§ Set exercise
Print the records below verbatim, from the line that contains "on the lichen" through the final line of the records.

§ Data excerpts
>> start
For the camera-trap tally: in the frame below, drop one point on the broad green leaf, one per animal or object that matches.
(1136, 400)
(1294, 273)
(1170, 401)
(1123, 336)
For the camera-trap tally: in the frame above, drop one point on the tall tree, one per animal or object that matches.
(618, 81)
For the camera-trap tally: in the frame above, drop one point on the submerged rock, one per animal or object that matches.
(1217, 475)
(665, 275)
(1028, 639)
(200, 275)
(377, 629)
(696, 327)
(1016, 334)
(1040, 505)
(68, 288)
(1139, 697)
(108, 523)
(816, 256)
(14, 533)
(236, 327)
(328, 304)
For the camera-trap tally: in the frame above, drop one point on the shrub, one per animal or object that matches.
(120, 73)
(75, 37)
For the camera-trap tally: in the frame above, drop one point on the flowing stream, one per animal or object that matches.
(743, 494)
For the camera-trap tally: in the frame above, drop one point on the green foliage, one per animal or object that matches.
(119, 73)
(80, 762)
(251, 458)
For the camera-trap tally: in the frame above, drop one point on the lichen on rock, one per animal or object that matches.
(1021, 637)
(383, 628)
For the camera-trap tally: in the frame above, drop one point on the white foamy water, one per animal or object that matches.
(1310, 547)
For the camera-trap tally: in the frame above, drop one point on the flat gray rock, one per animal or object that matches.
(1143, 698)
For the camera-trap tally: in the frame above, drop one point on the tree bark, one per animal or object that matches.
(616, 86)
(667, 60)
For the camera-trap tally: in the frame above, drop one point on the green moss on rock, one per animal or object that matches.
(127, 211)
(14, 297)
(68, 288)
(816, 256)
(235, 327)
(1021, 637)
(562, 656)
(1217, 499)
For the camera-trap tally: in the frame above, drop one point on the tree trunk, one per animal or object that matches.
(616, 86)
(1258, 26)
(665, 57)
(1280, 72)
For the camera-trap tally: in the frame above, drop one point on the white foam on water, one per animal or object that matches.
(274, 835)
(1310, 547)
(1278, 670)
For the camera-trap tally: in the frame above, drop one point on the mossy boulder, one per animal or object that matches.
>> end
§ Response below
For the camera-trap tally: in the frame above, drop one point on the lichen on rock, one per animal or object that matches.
(1021, 637)
(383, 628)
For the camera-trap tally: in the frame above, drop one point on the white foamy water, one per animal or object that matches.
(1310, 547)
For the camera-trap tally: in the frame above, drop one point on the flat gray rock, one per animal or object that matches.
(1143, 698)
For the camera-trap tally: in the frame above, drop one point on the tree bark, one per animal or object that matches.
(616, 86)
(667, 60)
For the camera-trap tally: in the frame above, drop one point on the green moss on rock, one per animal or object that matches.
(127, 211)
(14, 297)
(68, 288)
(816, 256)
(235, 327)
(1021, 637)
(562, 656)
(1217, 499)
For the camera-trap tally: in the frame above, drop one point on the tree trunk, one per animal or object that matches.
(616, 86)
(1258, 26)
(665, 57)
(1280, 72)
For the camera-trap tally: in the frame above, drop one point on the white foam on water, one per animal or object that matches.
(274, 835)
(1310, 547)
(1278, 670)
For the camera-trap tally: in the frame above, drop one point on the mossy boulder, one per animal or object that matches.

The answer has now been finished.